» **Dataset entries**
------------------------------
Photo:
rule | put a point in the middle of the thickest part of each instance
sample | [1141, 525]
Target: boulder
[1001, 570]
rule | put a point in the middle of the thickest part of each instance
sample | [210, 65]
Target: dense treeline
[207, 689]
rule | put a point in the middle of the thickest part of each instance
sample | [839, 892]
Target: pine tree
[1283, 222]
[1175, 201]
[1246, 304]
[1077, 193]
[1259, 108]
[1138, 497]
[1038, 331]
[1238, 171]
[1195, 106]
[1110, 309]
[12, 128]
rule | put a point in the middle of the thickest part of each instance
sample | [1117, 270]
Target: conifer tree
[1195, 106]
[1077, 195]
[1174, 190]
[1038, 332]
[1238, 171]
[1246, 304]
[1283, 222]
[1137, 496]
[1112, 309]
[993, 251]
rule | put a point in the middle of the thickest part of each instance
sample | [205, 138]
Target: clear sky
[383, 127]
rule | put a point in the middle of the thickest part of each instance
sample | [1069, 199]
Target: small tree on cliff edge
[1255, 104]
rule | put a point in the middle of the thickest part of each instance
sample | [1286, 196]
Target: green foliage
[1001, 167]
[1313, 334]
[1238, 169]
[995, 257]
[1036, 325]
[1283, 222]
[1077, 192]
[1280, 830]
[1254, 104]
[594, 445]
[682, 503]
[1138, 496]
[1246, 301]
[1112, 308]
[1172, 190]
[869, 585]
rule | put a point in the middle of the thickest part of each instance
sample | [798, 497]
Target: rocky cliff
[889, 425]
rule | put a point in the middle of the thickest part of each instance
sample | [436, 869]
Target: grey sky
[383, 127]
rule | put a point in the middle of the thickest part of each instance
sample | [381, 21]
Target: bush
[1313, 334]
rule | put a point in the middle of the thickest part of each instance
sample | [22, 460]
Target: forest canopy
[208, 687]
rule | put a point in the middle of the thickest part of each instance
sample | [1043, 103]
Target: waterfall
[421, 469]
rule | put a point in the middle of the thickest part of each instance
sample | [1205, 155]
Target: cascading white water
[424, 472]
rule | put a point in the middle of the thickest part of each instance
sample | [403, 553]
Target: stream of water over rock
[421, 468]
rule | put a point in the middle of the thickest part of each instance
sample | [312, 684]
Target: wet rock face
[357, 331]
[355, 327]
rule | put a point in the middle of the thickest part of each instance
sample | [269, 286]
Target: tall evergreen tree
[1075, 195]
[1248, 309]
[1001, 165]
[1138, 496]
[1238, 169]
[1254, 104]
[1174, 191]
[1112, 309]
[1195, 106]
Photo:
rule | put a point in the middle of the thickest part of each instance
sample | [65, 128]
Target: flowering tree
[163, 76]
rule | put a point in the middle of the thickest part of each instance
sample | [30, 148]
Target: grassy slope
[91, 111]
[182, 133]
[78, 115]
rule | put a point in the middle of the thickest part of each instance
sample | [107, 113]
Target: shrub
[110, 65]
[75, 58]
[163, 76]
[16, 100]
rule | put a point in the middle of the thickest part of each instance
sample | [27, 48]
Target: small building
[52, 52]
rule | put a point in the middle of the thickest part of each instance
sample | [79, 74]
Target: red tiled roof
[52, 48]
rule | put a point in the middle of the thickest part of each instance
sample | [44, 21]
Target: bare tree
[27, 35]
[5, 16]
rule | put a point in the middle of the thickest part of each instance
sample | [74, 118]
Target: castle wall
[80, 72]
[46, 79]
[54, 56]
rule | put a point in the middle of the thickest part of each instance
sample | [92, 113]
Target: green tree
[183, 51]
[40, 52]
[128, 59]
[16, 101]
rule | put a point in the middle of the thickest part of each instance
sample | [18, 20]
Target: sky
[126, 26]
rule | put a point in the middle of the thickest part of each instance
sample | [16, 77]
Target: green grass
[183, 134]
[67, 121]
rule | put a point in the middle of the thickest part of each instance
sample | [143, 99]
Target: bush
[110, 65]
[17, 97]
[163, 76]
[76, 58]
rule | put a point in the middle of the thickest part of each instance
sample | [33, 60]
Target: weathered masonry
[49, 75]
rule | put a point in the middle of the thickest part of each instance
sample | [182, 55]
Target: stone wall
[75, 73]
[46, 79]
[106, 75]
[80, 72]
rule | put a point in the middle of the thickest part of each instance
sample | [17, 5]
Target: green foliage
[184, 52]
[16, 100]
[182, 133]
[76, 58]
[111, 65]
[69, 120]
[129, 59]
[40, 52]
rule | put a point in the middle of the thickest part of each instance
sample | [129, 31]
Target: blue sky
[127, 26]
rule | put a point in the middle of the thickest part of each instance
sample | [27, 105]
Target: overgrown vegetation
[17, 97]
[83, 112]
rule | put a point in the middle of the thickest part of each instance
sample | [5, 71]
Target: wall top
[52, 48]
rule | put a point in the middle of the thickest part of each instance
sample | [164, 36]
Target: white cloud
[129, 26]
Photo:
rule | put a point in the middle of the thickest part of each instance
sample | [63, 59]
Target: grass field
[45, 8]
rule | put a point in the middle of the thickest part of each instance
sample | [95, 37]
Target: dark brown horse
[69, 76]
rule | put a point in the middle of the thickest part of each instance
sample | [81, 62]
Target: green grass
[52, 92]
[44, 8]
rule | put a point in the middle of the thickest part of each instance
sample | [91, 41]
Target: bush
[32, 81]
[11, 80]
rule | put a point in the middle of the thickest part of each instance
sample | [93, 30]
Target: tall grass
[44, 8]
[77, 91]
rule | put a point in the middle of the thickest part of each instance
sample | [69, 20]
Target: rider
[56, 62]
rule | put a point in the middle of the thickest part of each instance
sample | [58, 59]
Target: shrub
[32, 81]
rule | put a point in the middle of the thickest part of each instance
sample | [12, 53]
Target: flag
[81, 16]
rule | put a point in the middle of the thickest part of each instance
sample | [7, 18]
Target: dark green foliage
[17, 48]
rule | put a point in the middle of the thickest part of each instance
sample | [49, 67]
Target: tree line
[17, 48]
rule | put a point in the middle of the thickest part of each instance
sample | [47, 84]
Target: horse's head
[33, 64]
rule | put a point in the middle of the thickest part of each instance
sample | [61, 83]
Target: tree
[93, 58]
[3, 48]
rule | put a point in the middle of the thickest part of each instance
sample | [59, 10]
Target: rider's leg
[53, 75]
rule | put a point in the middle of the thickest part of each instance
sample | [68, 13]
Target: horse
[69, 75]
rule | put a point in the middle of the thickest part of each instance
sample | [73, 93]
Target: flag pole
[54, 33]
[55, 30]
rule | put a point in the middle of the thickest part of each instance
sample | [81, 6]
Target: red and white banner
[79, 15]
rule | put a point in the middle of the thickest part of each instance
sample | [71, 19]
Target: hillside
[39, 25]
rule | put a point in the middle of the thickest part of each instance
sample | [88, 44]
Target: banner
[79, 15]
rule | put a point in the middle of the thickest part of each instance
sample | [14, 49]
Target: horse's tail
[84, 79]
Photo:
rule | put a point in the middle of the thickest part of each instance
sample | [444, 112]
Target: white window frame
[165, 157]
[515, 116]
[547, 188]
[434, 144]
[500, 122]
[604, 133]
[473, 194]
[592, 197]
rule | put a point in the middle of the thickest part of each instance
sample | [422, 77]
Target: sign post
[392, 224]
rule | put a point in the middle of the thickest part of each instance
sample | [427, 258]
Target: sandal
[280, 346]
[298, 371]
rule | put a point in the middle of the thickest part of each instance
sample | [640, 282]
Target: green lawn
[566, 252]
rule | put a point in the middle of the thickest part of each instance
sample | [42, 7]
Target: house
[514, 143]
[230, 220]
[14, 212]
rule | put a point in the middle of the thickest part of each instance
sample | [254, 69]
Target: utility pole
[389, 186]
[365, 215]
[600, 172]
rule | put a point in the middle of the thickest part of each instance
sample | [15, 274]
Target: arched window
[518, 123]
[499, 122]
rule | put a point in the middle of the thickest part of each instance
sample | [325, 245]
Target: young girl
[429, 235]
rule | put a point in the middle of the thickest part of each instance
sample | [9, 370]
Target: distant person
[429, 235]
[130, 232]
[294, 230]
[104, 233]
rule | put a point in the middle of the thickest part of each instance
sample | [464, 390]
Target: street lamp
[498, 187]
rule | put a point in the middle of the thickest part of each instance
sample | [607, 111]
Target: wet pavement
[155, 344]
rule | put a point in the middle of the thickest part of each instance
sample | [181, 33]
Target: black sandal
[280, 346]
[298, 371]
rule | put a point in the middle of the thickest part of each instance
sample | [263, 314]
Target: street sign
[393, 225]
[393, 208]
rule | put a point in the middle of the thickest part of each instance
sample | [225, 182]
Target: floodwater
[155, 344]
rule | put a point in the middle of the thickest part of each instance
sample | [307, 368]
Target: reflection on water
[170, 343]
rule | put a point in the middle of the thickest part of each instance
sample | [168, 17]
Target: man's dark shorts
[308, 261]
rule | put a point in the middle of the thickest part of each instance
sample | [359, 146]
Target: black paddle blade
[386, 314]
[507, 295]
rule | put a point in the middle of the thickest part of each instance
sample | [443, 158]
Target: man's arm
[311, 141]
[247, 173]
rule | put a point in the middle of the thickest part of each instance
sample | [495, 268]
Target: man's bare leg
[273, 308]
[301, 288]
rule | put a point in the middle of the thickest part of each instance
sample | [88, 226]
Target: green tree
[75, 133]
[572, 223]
------------------------------
» **WORK REQUEST**
After locating the line that contains "sample | [1117, 270]", please copy exactly every line from the start of the records through it, and nothing else.

» **ANSWER**
Photo:
rule | put a point in the middle of the thickest part of each instance
sample | [1141, 525]
Target: boulder
[1001, 570]
rule | put a point in the middle of the thickest part of each instance
sample | [210, 65]
Target: dense treeline
[207, 689]
rule | put a point in the middle of the thickest part of each instance
sample | [839, 892]
Target: pine tree
[1283, 222]
[1175, 201]
[1246, 304]
[1077, 193]
[1259, 108]
[1138, 497]
[1038, 331]
[1238, 171]
[1195, 106]
[1110, 309]
[12, 128]
rule | put a point in the middle of the thickest part of each instance
sample | [1117, 270]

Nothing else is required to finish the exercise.